From the listing below, output only the lines starting at the line that has "x=227, y=56" and ending at the line that has "x=105, y=362", exactly as they appear, ends included.

AVAILABLE DATA below:

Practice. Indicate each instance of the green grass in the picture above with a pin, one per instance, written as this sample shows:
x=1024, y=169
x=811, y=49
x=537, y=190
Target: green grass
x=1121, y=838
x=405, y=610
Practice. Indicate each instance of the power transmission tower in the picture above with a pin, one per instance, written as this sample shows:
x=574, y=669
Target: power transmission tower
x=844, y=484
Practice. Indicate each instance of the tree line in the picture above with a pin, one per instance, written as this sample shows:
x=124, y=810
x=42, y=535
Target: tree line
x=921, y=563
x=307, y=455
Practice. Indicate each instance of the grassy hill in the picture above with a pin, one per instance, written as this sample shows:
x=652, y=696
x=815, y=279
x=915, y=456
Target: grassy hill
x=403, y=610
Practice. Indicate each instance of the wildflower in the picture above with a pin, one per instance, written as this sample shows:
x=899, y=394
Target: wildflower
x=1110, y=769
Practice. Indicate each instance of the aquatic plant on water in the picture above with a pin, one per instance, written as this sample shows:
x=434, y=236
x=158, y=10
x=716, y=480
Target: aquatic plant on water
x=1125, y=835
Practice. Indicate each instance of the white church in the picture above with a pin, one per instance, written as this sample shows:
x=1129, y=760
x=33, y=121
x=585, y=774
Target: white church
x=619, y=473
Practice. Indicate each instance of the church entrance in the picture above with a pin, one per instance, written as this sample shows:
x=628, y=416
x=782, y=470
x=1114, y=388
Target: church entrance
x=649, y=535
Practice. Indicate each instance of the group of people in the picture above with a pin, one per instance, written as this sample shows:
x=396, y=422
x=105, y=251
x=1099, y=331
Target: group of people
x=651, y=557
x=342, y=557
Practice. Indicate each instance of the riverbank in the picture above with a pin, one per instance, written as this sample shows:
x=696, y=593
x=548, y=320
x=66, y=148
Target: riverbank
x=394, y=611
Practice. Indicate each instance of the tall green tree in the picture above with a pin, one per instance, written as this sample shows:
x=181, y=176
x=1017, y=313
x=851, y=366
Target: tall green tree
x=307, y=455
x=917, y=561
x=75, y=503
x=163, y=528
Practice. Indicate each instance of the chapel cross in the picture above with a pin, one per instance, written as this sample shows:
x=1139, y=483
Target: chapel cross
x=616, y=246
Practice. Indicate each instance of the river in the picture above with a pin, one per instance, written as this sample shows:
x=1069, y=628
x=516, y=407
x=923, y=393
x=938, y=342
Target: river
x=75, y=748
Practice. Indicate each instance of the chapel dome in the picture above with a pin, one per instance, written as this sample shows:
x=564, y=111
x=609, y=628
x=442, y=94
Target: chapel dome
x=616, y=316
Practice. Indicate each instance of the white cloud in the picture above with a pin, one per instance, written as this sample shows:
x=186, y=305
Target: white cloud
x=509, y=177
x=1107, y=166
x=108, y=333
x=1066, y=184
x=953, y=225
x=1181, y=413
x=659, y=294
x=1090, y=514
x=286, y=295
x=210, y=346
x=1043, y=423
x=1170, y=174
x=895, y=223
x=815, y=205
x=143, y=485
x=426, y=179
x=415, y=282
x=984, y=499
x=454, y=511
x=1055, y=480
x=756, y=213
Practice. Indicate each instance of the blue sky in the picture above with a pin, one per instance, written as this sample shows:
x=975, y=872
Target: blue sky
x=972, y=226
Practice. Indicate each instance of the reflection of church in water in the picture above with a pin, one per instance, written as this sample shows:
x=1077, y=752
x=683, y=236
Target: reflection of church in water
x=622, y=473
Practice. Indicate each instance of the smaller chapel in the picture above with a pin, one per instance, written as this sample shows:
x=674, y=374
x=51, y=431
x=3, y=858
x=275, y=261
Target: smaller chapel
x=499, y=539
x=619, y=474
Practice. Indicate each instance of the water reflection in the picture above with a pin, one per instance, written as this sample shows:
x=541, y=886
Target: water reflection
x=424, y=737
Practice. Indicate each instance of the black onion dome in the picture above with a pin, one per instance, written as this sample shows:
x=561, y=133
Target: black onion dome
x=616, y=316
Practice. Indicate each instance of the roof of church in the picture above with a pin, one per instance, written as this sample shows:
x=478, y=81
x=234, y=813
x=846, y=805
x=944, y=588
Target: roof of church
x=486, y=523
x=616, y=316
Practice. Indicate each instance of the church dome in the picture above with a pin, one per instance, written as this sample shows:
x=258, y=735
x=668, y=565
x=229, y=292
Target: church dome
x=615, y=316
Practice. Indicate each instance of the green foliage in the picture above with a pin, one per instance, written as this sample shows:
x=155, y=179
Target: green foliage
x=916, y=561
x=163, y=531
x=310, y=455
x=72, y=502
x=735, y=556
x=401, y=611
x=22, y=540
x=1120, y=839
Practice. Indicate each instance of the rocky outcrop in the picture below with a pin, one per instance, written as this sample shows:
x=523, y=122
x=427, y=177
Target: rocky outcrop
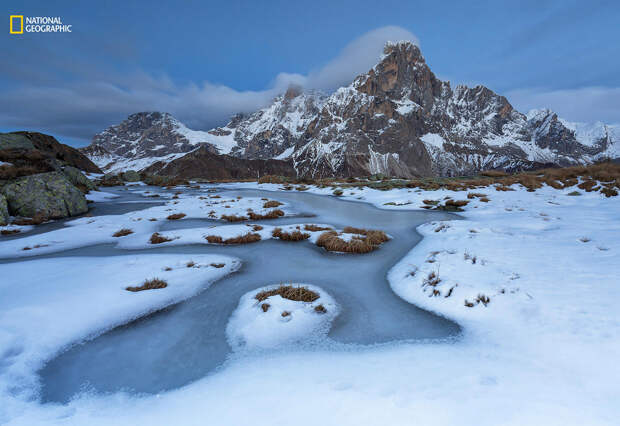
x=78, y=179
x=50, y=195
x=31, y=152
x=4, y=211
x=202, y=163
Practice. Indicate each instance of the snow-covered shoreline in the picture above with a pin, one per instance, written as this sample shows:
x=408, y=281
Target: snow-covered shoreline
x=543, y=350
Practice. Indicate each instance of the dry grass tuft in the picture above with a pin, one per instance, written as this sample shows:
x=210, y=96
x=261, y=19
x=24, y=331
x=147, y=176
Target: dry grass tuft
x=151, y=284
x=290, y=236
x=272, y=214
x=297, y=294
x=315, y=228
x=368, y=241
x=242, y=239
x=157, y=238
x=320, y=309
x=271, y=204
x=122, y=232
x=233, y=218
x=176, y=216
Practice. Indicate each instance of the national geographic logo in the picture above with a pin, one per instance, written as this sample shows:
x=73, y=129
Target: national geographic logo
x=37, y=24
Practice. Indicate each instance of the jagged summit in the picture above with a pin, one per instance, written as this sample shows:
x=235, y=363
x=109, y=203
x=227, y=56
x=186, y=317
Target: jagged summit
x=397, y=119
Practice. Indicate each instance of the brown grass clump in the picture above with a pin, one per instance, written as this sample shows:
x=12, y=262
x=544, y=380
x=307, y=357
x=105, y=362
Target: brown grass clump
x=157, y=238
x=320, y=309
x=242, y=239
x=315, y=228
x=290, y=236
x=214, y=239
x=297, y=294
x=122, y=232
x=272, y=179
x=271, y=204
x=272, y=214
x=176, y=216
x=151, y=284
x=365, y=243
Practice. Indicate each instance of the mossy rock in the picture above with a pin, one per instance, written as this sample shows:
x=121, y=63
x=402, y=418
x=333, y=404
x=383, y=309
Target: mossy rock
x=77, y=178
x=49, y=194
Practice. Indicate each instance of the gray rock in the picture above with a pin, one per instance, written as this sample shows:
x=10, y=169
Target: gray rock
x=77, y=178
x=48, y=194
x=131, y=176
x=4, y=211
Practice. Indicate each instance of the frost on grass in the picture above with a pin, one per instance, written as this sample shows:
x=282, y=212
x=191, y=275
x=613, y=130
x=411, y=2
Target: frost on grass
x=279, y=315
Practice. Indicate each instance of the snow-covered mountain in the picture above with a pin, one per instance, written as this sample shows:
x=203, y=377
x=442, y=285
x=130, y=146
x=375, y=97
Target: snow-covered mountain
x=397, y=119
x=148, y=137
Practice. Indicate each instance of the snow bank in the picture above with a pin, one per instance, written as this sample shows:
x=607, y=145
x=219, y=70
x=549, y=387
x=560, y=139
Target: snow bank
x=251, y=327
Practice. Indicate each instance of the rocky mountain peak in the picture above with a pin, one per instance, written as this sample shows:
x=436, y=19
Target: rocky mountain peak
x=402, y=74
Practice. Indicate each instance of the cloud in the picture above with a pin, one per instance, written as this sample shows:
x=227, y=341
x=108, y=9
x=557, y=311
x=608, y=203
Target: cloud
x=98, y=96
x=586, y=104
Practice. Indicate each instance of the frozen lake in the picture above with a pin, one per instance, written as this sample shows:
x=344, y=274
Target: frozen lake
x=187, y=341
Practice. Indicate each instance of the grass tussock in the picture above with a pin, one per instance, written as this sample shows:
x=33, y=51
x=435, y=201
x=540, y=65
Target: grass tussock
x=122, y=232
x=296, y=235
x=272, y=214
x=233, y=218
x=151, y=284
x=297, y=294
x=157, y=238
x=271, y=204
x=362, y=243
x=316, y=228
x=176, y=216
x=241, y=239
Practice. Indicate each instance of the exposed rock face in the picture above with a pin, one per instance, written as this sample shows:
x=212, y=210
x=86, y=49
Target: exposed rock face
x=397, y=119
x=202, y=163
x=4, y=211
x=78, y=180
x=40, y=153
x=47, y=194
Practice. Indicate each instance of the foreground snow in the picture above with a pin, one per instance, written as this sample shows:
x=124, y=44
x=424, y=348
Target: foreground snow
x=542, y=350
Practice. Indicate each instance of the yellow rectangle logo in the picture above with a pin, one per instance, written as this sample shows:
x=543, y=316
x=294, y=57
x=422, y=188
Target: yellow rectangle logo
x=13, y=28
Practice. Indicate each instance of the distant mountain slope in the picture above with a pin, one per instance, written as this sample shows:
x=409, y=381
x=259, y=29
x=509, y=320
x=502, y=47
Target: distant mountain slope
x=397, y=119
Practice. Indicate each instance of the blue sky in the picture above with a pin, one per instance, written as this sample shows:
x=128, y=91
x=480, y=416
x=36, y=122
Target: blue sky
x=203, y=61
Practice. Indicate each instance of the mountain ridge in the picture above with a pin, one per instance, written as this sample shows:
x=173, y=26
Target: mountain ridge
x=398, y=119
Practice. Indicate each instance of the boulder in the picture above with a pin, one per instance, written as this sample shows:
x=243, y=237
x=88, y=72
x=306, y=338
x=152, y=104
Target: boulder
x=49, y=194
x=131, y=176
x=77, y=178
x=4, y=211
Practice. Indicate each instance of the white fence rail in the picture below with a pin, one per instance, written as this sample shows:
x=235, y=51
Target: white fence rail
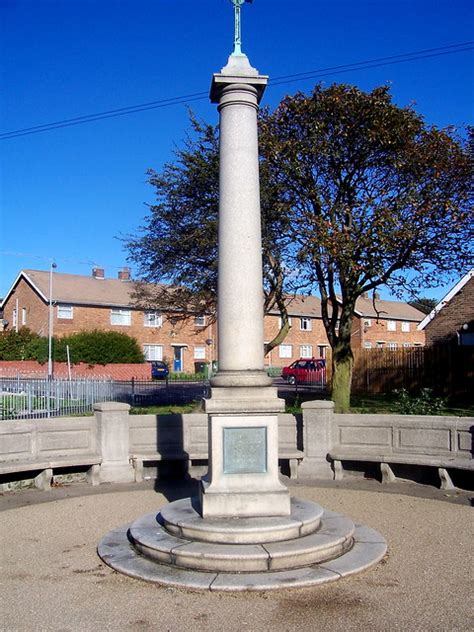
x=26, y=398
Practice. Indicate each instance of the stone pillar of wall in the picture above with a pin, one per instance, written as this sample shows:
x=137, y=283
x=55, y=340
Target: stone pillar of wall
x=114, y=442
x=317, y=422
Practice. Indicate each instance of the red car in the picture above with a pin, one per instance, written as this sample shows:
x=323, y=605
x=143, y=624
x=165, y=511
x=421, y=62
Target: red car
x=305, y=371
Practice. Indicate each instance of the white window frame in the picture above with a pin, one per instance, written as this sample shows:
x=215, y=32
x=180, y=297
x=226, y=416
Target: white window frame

End of AVAILABLE DATA.

• **RESPONSE FOR THIS EXERCISE**:
x=227, y=56
x=186, y=317
Target: jagged summit
x=397, y=119
Practice. Indicate each instance of the brown grass clump in the picture above with a pin, one per instance, written as this sample shows:
x=12, y=262
x=544, y=380
x=307, y=357
x=105, y=362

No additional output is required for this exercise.